▶ What to work on:
**1)** According to the forum reply about a stuck tractor engine, what should the cylinders be lubed with?
**2)** Give the lines of the rows, from the line with "Target: blue circle logo" through the line with "x=760, y=597", with both ends included, as a JSON list of strings, one string per line and no blank lines.

▶ Text to read:
>> begin
Thanks! I’m thinking that if I get the tractor that isn’t running, first thing I’ll do is take the engine off the tractor and open it up. I’ll take a look at all the gaskets and valves and pistons, etc, and see what needs done.
 
(quoted from post at 13:40:39 12/07/18)
Thanks! I’m thinking that if I get the tractor that isn’t running, first thing I’ll do is take the engine off the tractor and open it up. I’ll take a look at all the gaskets and valves and pistons, etc, and see what needs done.

Don't do it!

I know you're eager, we've all been there, but you need to find your inner Mechanic Zen. OK, pull up a yoga matt and now BREATH with me. In. Out. Ommmmmmmmmmmm.

OK, now that you've got your Zen on, slow down!!! If you have a stuck engine, TIME is your friend. Pull the plugs, lube the cylinders with ATF or Deep Creep and WAIT. Give it a few days or a week.

Then start gently working on "rocking" the motor back and forth. YOU absolutely want to unstick the motor in the least invasive way possible. Get a bar on it and slowly work on getting it loose.

Be gentle and take your time. This is part of being a good mechanic. Don't go tearing into what may not be broken. As I said in your last thread, there will be PLENTY to do on an old tractor without getting in over your head with a full on overhaul.
>> end
▶ Material provided:
>> begin
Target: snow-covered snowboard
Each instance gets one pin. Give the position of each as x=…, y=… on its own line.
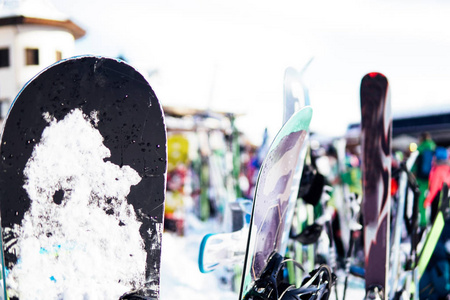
x=83, y=175
x=269, y=226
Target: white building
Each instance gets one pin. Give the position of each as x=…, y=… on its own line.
x=33, y=35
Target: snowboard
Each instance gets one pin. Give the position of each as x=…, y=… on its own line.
x=83, y=177
x=376, y=128
x=269, y=225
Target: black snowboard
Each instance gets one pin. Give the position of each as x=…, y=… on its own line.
x=82, y=173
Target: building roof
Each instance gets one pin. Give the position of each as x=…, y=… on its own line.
x=37, y=12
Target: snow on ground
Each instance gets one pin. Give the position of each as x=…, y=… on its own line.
x=180, y=276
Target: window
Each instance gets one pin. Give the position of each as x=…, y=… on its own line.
x=58, y=55
x=31, y=57
x=4, y=57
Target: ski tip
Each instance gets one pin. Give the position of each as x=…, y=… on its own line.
x=375, y=75
x=201, y=264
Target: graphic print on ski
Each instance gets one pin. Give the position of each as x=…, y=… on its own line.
x=83, y=163
x=376, y=127
x=272, y=195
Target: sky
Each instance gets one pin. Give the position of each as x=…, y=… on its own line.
x=231, y=55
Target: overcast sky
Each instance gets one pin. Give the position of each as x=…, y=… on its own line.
x=231, y=55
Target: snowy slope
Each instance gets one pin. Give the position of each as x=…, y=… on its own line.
x=180, y=276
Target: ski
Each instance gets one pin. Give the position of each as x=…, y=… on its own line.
x=267, y=233
x=83, y=176
x=376, y=127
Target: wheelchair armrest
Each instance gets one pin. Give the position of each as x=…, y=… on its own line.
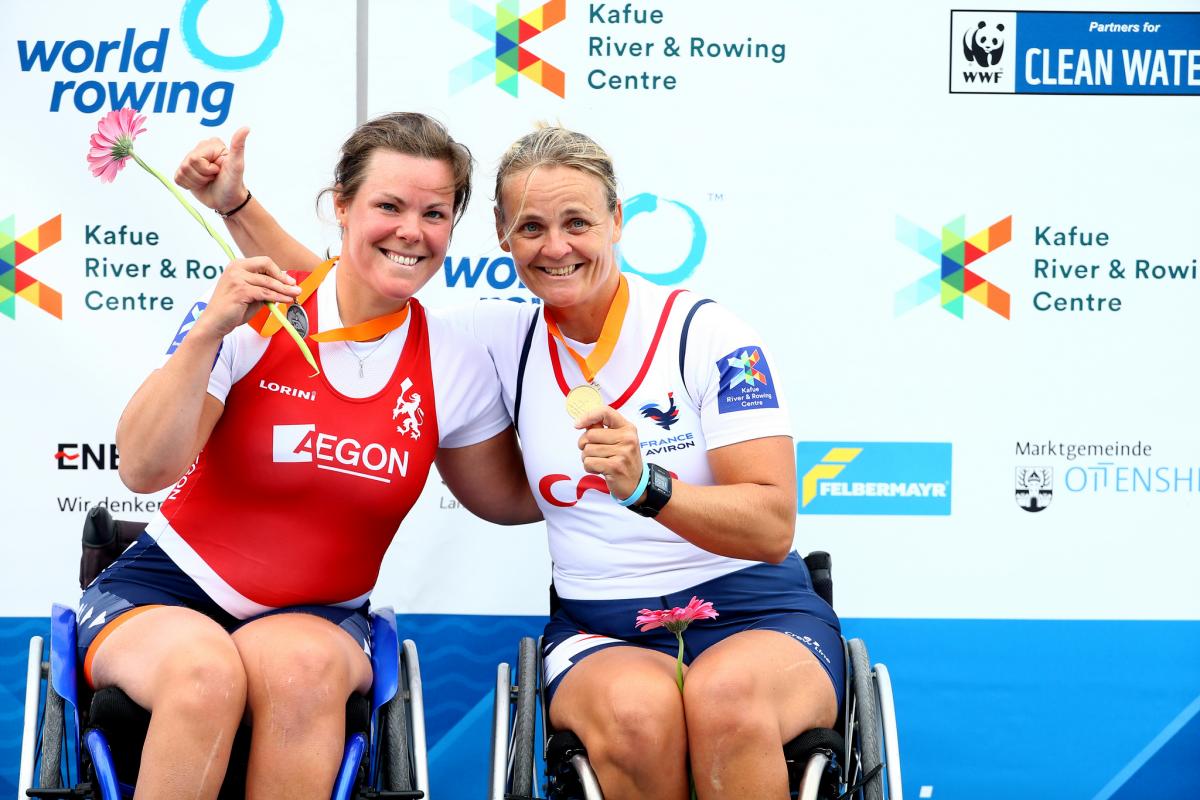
x=810, y=741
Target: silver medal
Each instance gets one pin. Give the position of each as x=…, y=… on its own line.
x=299, y=319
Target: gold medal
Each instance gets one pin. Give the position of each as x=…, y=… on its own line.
x=582, y=400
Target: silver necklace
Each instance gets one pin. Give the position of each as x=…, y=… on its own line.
x=363, y=360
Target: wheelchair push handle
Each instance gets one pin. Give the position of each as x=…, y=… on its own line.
x=103, y=540
x=821, y=570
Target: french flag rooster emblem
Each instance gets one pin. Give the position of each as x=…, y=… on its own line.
x=663, y=419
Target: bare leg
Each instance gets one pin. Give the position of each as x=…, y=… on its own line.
x=300, y=671
x=625, y=708
x=186, y=671
x=744, y=698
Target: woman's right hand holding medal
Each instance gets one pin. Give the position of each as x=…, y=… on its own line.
x=244, y=287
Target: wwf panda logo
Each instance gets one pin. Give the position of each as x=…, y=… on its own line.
x=984, y=44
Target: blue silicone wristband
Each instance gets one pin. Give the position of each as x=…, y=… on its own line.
x=641, y=487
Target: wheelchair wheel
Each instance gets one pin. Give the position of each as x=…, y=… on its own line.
x=49, y=775
x=521, y=769
x=867, y=728
x=396, y=768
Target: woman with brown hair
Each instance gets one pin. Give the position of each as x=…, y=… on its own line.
x=249, y=593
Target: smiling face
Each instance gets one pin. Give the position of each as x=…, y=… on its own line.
x=562, y=234
x=395, y=232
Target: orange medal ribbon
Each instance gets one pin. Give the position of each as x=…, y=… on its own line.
x=372, y=329
x=609, y=335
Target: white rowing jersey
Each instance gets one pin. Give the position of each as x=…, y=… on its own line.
x=725, y=392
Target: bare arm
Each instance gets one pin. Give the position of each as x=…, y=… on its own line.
x=171, y=416
x=214, y=174
x=489, y=479
x=749, y=513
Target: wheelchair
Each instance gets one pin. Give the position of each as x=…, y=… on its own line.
x=859, y=758
x=79, y=745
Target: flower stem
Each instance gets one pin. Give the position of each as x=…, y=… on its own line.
x=679, y=662
x=273, y=306
x=691, y=780
x=186, y=205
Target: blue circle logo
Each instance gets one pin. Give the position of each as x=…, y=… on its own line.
x=648, y=203
x=189, y=28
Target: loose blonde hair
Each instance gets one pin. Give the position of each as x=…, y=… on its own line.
x=552, y=145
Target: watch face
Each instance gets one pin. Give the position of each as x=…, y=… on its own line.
x=660, y=479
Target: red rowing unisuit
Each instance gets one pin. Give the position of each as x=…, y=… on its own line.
x=300, y=489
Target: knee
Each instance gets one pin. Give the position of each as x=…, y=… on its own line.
x=724, y=701
x=298, y=680
x=205, y=680
x=639, y=727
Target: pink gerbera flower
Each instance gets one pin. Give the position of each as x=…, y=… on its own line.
x=112, y=144
x=675, y=619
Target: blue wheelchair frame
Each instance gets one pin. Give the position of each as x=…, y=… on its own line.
x=387, y=665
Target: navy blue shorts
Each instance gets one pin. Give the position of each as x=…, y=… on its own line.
x=145, y=576
x=760, y=597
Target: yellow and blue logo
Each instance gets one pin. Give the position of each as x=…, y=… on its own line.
x=874, y=477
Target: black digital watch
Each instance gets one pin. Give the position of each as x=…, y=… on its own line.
x=658, y=492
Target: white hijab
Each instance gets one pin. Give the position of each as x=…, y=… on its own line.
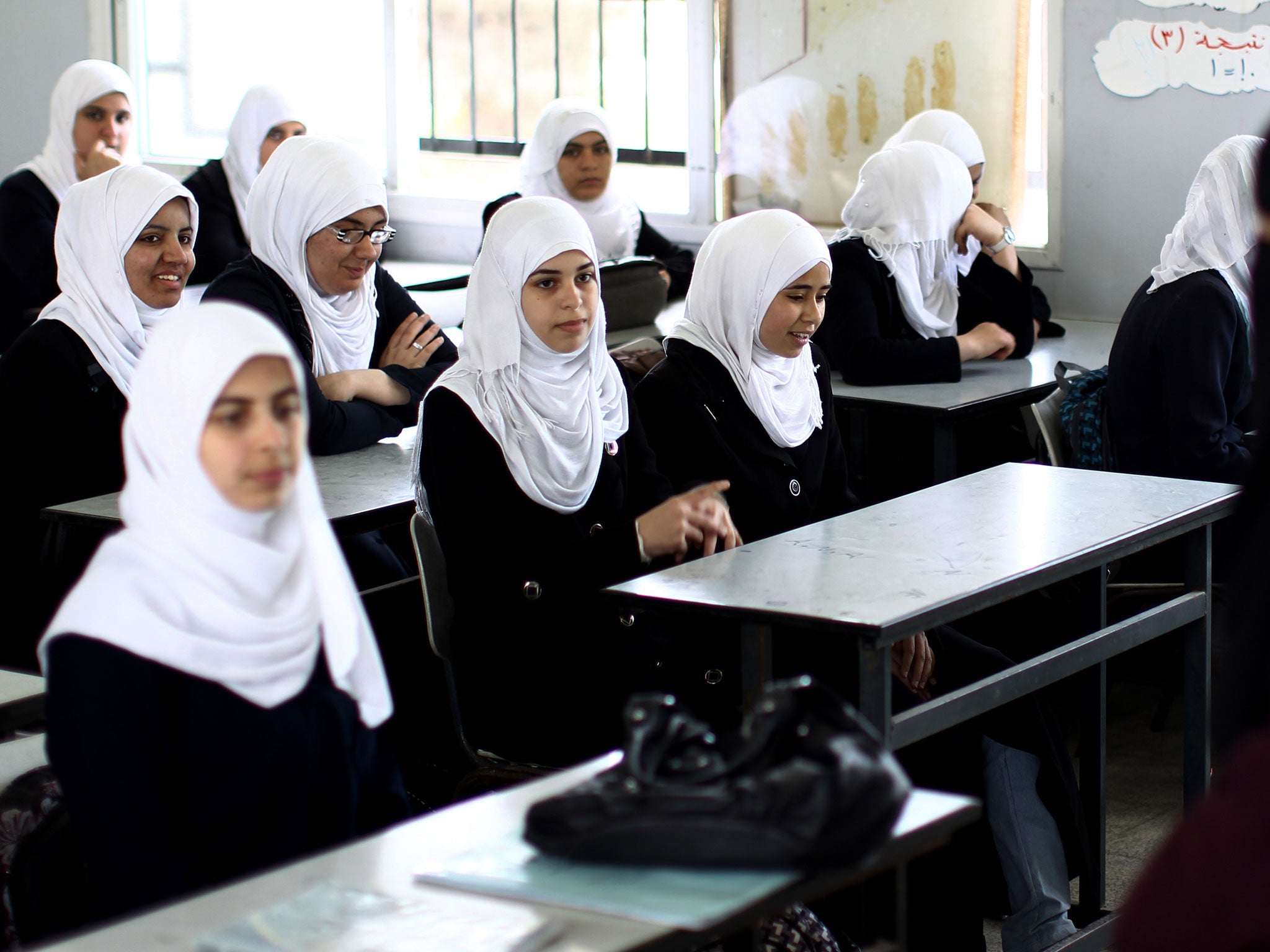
x=907, y=207
x=99, y=220
x=949, y=130
x=262, y=108
x=1220, y=225
x=614, y=220
x=549, y=413
x=82, y=83
x=742, y=267
x=195, y=583
x=308, y=184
>> end
▶ Answers to the exercise:
**1)** ATF or Deep Creep.

**2)**
[
  "Target: blue circle logo",
  "Each instance gets one pin. Give the position of each as x=…, y=… on its own line.",
  "x=648, y=203",
  "x=189, y=28",
  "Target: loose blonde hair",
  "Each instance gets one pin. Give the position of each as x=…, y=… on its own line.",
  "x=552, y=145",
  "Target: watch face",
  "Each instance gets one pin. Give the position of each as x=…, y=… on its own line.",
  "x=660, y=479",
  "Target: red rowing unisuit",
  "Each instance gets one pin. Give the position of each as x=…, y=… on its own line.",
  "x=300, y=489",
  "Target: knee",
  "Each instance gets one pin. Give the position of each as x=…, y=… on its own line.",
  "x=724, y=701",
  "x=298, y=680",
  "x=205, y=680",
  "x=639, y=727",
  "Target: pink gerbera flower",
  "Each instance gets one pin. Give the position of each as x=…, y=… on its own line.",
  "x=112, y=144",
  "x=675, y=619",
  "Target: blue wheelchair frame",
  "Each instance gets one pin. Give the position of each as x=…, y=… on its own line.",
  "x=387, y=665",
  "Target: navy blue shorts",
  "Each instance gets one pin. Give the position of each as x=…, y=… on its own line.",
  "x=145, y=576",
  "x=760, y=597"
]